[Collected data]
+++++

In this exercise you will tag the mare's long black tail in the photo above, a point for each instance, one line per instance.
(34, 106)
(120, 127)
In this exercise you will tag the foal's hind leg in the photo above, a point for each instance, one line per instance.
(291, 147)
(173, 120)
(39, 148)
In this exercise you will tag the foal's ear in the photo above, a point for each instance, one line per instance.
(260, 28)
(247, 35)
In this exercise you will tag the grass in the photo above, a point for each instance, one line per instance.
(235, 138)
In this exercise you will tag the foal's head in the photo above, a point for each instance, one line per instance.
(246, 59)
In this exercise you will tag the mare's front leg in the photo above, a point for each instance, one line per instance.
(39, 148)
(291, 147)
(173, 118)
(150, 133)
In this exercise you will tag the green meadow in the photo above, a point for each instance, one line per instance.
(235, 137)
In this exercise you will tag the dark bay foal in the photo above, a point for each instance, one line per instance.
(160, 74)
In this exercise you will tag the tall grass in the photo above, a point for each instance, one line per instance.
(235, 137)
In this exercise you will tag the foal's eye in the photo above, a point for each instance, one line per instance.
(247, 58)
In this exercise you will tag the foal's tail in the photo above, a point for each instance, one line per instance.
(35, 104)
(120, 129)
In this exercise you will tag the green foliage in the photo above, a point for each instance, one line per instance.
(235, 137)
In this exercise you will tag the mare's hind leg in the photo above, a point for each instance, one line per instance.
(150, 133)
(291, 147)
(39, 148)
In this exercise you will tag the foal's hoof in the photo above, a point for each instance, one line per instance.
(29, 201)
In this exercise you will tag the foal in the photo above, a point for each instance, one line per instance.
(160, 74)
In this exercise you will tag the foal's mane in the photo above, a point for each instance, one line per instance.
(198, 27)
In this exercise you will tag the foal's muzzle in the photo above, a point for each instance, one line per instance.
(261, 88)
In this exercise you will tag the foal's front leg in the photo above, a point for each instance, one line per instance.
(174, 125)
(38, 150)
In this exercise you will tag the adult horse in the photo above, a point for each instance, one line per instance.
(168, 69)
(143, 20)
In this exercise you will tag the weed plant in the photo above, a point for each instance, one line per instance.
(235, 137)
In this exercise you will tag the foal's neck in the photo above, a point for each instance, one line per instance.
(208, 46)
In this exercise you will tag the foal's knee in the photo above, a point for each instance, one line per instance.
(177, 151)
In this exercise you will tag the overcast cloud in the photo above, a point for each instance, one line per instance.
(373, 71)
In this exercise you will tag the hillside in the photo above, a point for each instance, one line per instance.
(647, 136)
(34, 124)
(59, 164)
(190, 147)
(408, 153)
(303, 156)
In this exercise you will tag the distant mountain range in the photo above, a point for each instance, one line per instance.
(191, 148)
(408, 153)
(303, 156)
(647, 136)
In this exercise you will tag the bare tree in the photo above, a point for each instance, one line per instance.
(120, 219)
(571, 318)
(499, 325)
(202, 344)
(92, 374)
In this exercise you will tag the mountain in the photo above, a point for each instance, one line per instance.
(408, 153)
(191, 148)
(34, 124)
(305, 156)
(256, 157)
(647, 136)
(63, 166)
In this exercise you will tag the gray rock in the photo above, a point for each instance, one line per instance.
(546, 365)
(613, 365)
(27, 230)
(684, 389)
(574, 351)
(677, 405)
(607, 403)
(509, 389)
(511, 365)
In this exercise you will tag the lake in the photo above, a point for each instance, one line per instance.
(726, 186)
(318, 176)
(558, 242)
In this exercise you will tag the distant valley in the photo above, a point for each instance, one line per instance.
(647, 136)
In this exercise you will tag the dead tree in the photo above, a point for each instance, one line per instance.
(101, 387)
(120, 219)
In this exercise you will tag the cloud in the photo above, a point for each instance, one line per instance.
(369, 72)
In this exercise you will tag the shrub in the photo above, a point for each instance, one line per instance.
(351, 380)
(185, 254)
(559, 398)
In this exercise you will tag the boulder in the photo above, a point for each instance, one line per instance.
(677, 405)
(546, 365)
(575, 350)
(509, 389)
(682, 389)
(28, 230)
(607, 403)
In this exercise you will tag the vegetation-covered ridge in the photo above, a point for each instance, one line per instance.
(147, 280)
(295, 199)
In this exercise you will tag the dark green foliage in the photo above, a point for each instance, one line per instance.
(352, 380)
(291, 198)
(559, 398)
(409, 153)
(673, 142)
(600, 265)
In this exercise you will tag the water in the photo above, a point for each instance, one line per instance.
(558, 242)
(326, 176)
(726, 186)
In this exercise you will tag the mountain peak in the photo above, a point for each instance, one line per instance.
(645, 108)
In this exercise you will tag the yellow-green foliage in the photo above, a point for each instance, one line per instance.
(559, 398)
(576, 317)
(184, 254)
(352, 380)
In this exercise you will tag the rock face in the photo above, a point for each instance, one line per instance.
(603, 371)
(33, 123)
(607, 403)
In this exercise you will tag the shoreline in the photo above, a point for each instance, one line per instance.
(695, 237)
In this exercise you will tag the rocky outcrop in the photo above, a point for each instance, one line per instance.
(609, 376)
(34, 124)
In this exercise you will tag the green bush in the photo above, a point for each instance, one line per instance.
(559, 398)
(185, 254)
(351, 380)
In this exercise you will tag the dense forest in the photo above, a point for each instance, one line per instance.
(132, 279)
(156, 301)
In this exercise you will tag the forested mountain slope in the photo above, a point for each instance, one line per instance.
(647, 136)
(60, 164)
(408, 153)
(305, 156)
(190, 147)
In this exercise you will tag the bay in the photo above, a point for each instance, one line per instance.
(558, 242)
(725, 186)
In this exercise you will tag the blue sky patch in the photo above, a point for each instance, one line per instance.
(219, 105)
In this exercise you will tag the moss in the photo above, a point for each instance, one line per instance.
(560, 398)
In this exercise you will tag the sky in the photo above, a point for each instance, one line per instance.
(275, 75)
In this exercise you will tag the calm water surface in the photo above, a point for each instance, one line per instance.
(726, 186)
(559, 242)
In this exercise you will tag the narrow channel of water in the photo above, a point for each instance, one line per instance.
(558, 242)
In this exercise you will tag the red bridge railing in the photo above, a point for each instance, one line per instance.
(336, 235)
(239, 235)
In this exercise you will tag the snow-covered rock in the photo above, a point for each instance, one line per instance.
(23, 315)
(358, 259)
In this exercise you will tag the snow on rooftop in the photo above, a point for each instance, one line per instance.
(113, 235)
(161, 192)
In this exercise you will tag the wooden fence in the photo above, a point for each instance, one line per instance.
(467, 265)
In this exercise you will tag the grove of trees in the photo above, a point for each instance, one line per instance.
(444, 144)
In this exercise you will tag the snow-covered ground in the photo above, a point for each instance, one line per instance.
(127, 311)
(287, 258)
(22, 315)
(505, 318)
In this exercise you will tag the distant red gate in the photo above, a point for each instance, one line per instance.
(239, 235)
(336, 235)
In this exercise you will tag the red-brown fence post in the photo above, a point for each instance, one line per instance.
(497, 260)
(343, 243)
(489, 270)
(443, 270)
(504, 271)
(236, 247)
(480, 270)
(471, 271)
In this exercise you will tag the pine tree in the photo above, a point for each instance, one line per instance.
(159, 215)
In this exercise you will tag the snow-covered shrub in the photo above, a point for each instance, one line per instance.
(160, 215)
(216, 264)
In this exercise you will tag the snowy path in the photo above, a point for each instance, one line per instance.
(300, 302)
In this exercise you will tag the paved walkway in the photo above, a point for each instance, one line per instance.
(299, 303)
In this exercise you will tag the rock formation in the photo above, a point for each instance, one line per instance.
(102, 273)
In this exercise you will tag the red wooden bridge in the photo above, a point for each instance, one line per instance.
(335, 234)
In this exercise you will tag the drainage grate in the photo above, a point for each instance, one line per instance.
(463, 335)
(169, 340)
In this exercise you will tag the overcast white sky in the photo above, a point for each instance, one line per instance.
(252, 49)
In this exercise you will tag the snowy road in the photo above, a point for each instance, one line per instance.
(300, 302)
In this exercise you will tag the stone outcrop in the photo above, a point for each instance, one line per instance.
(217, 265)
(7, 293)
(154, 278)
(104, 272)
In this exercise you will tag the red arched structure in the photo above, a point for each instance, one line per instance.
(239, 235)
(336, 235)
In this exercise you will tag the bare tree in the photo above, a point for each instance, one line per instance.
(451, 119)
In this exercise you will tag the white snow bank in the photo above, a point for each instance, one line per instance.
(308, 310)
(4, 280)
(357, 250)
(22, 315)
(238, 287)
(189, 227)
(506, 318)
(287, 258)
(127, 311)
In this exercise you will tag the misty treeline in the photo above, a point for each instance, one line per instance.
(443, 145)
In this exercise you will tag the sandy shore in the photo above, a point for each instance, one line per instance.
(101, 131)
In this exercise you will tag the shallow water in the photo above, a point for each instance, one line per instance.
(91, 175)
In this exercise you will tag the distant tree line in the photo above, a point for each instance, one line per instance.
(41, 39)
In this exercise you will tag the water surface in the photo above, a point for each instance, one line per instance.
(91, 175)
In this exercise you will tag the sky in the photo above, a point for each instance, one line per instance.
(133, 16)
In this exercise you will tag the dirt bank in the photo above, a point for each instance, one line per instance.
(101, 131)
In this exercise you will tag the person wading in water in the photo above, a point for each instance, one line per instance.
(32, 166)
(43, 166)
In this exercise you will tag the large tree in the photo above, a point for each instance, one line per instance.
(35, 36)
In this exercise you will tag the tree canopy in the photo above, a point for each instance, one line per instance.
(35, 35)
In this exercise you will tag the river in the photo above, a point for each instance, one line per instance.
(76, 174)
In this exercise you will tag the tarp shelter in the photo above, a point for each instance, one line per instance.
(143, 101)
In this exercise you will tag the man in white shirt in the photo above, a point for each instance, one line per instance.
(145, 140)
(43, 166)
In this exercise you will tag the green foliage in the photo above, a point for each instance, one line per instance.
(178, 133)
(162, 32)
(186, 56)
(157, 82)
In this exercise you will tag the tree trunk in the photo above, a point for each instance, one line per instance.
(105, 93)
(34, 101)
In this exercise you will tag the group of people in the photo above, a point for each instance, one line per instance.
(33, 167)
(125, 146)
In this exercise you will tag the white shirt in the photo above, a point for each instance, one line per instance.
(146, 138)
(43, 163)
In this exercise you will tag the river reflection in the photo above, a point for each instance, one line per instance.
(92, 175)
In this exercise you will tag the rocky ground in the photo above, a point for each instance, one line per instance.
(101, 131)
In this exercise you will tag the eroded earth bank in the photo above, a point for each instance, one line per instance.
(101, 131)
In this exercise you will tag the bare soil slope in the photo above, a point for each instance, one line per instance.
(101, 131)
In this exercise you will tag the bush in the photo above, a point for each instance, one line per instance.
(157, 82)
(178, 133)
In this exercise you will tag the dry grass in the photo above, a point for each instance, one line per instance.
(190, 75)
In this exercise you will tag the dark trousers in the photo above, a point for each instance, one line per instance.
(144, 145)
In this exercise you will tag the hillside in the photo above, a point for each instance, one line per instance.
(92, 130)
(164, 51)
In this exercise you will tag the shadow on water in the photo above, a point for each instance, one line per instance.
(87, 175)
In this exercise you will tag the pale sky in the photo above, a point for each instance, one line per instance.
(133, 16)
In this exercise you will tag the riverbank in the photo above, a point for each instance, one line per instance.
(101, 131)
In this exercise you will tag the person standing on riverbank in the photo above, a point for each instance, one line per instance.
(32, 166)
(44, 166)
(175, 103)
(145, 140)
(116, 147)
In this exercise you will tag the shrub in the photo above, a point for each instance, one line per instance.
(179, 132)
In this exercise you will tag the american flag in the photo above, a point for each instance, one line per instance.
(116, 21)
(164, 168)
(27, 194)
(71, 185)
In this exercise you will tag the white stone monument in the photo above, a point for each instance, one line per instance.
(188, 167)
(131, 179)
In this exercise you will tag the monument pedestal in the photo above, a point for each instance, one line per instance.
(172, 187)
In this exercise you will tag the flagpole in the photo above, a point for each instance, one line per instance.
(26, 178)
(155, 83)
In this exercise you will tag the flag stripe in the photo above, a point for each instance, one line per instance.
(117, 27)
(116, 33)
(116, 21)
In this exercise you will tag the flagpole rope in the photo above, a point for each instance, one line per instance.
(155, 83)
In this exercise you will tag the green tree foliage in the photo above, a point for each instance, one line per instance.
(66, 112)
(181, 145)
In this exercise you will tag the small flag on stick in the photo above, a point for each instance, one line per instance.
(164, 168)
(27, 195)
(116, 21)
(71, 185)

+++++

- **Exercise brief**:
Repeat the lines from the one containing "In this exercise you will tag the shadow" through the end of the listing, exactly and without any other lines; both ends are included.

- **Solution to this exercise**:
In this exercise you will tag the shadow on water in the photo above, a point for each instance, one line per instance.
(87, 175)
In this exercise you will tag the pale sky in the photo above, a point for each instance, one line per instance.
(133, 16)
In this exercise you will tag the riverbank in the photo above, a point for each instance, one line per instance.
(101, 131)
In this exercise you will tag the person standing on riverbank in the photo above, a point for each instance, one line per instance.
(32, 166)
(44, 166)
(175, 103)
(145, 140)
(116, 147)
In this exercise you will tag the shrub in the photo above, a point for each instance, one line per instance.
(179, 132)
In this exercise you will tag the american flag in the photo above, a point for each instance, one line per instance.
(116, 21)
(164, 168)
(27, 194)
(71, 185)
In this exercise you will tag the white stone monument in the photo above, a point for each instance, one line per instance.
(188, 167)
(131, 179)
In this exercise you will tag the monument pedestal in the photo above, a point for each instance, one line per instance.
(172, 187)
In this exercise you will tag the flagpole in the photo above, a point for each instance, one line per instance.
(26, 178)
(155, 83)
In this exercise you will tag the flag stripe in the photo above, a point for each instance, one line per instance.
(117, 27)
(116, 33)
(116, 21)
In this exercise you will tag the flagpole rope in the photo above, a point for each instance, one line per instance.
(155, 83)
In this exercise you will tag the green tree foliage in the photo above, a point for each instance, one line per instance.
(66, 112)
(181, 145)
In this exercise you will tag the small flag on stick in the photo above, a point for each instance, one line per instance.
(164, 168)
(27, 195)
(116, 21)
(71, 185)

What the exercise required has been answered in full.